DESCRIPTION OF THE TASK: Return exactly the lines of the records below, starting at the line that contains "Would you mind picking out the man's eyebrow" and ending at the line that contains "Would you mind picking out the white", with both of those lines kept.

LISTED RECORDS:
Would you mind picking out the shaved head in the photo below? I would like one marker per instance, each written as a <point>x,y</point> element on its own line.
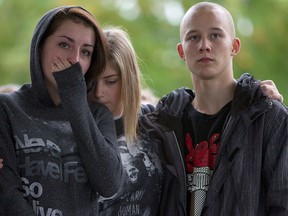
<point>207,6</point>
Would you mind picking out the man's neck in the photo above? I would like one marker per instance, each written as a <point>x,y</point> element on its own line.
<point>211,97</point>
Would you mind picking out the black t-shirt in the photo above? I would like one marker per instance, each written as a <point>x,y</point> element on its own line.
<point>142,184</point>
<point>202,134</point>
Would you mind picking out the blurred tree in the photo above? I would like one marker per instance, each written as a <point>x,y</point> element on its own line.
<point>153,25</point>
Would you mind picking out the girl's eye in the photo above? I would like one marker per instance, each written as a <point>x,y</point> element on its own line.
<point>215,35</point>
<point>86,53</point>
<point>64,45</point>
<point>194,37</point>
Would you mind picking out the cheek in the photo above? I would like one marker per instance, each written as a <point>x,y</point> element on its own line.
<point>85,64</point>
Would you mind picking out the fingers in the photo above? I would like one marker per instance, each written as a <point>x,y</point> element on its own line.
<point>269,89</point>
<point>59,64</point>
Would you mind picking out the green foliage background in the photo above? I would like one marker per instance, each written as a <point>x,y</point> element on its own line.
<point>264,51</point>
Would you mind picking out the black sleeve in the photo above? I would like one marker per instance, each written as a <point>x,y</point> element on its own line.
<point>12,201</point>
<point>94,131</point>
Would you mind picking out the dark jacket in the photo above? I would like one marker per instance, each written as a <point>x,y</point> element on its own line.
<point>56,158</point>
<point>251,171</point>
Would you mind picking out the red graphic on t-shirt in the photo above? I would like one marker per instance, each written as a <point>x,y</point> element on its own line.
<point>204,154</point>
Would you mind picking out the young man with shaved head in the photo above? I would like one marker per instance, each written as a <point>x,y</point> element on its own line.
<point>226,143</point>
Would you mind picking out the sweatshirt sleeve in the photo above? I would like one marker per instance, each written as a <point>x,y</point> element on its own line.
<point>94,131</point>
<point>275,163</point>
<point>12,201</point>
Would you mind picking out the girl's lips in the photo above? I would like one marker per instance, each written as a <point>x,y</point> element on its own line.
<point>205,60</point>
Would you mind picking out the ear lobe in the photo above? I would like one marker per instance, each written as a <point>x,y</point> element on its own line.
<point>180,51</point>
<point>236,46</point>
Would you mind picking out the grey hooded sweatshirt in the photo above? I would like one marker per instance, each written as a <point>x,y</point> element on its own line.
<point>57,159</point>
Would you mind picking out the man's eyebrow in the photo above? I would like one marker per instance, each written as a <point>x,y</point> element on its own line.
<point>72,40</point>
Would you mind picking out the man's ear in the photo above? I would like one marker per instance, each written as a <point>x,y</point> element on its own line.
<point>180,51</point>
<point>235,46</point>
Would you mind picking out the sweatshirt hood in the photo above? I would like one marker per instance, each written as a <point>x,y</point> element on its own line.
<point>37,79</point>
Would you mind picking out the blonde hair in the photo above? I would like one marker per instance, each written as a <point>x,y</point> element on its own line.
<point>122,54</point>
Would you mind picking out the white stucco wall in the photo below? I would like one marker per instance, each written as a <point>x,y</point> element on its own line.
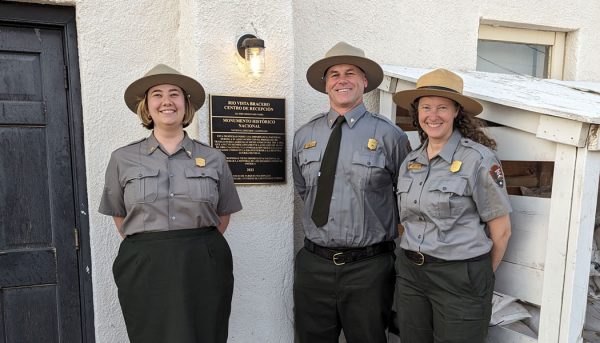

---

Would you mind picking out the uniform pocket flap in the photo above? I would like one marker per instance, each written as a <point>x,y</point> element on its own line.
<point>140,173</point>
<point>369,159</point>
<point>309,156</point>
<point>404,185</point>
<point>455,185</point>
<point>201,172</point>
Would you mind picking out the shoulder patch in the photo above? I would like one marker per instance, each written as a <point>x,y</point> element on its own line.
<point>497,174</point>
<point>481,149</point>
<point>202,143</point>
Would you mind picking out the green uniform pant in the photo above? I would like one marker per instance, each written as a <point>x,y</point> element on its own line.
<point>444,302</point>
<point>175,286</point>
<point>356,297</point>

FINISHED TASK:
Would you mind picking out the man's eyebrow in the photo above? I would like one marker per instance, each written as a <point>x,y</point> element on its own line.
<point>72,40</point>
Would you mind picking out the man's ear in the photo above? I would like one marker per instance, each written as a <point>x,y</point> element on its own line.
<point>180,51</point>
<point>235,46</point>
Would you mind picking out the sweatshirt hood in the photo above? I would like one marker per instance, each written as a <point>x,y</point> element on its own line.
<point>37,79</point>
Would you mind picking out the blonde hair in the photo above? I would like one marker per instance, each written as a <point>x,y</point> element on its own line.
<point>122,54</point>
Would you mind picking out the white stucco wall in the photo below? I would like one marker per instance, each written as a <point>x,y</point> element on its own line.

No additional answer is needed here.